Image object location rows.
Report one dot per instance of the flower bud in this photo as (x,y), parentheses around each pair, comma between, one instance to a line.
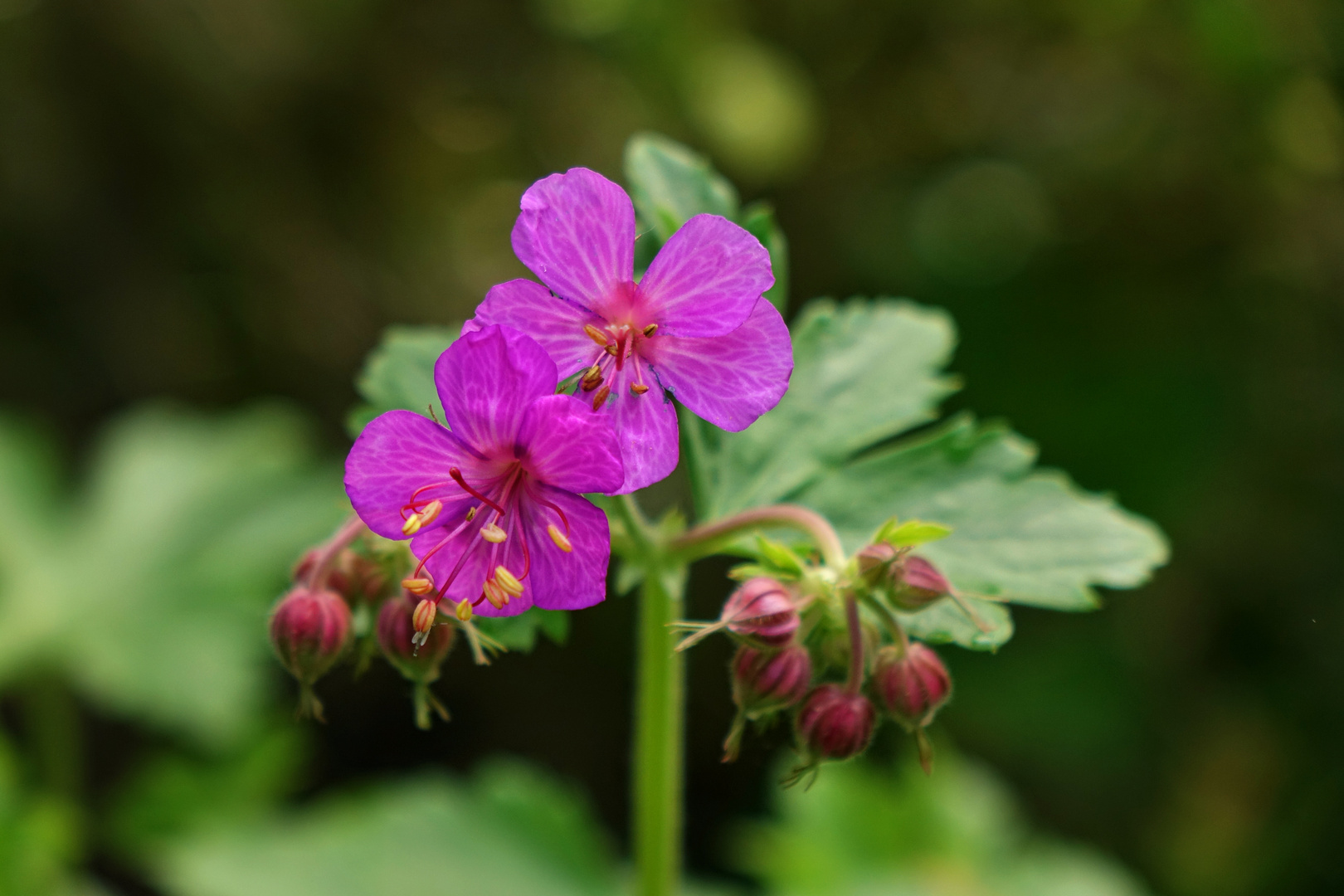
(309,631)
(912,685)
(351,575)
(397,637)
(761,611)
(765,681)
(917,583)
(836,724)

DIRECTIVE. Rewrite all the rows above, including each request, with every coordinate in the answers multiplied by 1.5 and rounded to a whole number, halves rounded up. Leave out the pictures.

EXERCISE RESPONSE.
Report one dot per instance of the flower bud in this photo as (x,y), parentheses around each pair, comma between, one instance to a line.
(464,947)
(1368,1028)
(527,863)
(596,956)
(1142,917)
(1148,1022)
(1376,875)
(1254,1086)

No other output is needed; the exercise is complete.